Problem description: Reproduce the lines below, substituting "basin" for each occurrence of "sink" and leaving everything else unchanged.

Saved entries:
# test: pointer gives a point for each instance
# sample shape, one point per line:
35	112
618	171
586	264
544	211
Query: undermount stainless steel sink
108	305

Solution for this problem:
# test: pointer gives a point for each instance
# sample shape, one point per line:
35	112
618	171
586	264
544	211
Query: undermount stainless steel basin
108	305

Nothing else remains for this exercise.